▶ Problem: Your output must consist solely of the lines from the one containing "of the straw" through the end of the records, reproduced exactly.

Object location annotation data
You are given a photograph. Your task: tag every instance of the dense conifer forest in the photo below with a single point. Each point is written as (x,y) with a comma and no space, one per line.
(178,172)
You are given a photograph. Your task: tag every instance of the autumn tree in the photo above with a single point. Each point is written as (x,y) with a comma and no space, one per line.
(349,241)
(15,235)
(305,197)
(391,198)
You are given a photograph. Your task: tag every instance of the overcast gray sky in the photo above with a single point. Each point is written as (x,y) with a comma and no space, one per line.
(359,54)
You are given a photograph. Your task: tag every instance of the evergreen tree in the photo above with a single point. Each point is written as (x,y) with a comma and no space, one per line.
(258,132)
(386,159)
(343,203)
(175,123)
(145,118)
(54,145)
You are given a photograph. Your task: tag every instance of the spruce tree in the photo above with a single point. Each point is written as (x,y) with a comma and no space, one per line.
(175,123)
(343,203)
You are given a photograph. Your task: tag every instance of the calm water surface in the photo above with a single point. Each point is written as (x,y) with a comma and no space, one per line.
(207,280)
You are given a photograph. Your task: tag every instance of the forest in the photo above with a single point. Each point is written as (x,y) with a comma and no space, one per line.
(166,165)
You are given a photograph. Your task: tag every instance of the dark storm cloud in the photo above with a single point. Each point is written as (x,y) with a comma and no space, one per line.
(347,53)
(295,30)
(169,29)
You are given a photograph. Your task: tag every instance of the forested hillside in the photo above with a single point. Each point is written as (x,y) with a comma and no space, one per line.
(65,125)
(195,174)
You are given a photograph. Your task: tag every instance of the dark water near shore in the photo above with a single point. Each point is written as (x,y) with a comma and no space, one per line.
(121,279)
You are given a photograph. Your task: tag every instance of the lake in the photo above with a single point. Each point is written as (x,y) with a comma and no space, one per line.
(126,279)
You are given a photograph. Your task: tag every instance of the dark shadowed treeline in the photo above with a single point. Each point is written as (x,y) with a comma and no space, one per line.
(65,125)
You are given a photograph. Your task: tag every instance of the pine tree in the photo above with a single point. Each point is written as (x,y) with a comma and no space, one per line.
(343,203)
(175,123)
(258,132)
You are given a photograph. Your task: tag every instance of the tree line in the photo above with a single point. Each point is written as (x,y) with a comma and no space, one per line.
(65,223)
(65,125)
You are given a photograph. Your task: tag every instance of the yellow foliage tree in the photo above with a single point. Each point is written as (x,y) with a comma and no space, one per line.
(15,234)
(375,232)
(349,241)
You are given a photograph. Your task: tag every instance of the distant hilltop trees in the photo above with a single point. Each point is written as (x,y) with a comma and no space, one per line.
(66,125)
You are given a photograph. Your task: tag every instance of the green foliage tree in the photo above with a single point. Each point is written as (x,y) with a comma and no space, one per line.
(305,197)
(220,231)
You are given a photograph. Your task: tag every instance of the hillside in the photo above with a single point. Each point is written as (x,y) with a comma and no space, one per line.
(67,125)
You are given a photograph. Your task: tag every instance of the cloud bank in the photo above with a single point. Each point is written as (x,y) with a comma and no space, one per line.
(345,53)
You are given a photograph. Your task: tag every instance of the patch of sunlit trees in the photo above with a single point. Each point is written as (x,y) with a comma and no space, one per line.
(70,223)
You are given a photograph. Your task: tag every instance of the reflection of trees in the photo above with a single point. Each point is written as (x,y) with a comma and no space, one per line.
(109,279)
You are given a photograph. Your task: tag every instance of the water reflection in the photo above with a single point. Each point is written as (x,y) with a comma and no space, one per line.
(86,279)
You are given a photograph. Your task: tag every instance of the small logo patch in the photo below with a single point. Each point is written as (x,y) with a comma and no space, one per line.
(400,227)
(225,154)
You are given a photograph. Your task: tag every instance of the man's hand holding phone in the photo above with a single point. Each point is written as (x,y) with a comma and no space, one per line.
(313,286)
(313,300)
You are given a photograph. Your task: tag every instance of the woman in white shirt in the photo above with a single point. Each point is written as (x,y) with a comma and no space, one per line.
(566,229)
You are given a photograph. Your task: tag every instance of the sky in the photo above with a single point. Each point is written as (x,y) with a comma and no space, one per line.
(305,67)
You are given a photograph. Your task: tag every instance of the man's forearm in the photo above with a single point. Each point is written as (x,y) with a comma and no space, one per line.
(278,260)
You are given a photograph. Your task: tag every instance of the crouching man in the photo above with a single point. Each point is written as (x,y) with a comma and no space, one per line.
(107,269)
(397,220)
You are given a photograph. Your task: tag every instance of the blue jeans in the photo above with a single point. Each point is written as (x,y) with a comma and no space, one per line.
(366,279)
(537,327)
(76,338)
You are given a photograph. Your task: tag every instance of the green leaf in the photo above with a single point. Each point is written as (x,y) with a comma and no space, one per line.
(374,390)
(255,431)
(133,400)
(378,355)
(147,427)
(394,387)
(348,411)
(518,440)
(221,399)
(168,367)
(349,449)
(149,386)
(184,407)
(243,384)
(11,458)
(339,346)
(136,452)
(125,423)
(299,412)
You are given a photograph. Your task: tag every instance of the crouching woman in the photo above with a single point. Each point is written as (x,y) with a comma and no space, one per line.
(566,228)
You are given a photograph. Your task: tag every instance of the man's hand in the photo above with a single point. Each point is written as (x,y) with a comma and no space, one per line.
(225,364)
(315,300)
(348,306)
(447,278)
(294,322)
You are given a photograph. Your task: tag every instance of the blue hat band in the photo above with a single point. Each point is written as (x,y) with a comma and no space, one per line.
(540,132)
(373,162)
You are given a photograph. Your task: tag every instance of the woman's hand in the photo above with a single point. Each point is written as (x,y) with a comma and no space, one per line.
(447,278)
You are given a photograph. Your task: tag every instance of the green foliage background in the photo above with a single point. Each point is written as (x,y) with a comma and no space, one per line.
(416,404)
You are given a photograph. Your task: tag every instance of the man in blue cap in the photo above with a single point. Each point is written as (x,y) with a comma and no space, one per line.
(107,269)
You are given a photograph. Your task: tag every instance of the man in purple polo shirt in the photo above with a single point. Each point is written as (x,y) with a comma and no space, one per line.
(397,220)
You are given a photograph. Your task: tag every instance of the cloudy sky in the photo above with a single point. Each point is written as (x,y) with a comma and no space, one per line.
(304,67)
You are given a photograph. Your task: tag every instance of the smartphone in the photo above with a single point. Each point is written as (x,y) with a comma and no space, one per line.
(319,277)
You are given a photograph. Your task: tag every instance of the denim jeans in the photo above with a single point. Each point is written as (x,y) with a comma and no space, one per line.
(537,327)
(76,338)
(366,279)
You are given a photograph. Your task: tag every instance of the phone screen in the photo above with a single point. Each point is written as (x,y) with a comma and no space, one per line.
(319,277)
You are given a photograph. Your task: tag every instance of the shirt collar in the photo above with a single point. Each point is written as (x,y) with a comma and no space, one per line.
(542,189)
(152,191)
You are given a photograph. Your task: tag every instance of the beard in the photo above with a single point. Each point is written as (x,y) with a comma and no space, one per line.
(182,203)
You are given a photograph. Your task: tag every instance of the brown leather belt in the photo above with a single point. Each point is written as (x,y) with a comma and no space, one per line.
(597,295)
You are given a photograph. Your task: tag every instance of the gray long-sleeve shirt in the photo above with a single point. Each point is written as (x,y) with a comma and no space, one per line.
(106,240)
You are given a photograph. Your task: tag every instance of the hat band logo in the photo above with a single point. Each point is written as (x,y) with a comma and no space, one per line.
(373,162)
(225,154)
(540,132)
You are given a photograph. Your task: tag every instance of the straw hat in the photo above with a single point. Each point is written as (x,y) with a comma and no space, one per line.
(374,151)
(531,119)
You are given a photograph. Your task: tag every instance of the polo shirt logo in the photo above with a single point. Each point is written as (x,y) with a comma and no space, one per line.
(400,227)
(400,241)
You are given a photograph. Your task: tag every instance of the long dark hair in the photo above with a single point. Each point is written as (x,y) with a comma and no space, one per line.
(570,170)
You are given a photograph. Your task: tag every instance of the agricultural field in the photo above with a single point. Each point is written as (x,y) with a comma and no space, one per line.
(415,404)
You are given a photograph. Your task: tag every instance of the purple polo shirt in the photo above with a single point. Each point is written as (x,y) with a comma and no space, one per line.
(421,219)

▶ Result for this exercise:
You are given a photograph. Your task: tag every instance of the straw hat in the photo above with a single point. Each point is written as (x,y) with a comma and no space, one per line.
(374,151)
(531,119)
You are given a photograph. Your task: tag every instance of the polo shirt logo in the photo above with a single point. Each point is written as (x,y) with a comma and no space, one per line.
(400,227)
(400,241)
You are given a photograph. Your task: tag every instance of the long dark hair in the photo above with a single point. Each point is written as (x,y) with a comma and no space, one per line.
(570,170)
You are given a photograph. Your task: tag every instance of the agricultural field in the photo above with a single point. Each point is written as (x,y) with a comma and no space, one per line.
(415,404)
You are given a photograph. Your task: tag every instance of the purple polo shirt in the photo above with a single point. Each point is written as (x,y) with a comma and no space, one per line.
(421,219)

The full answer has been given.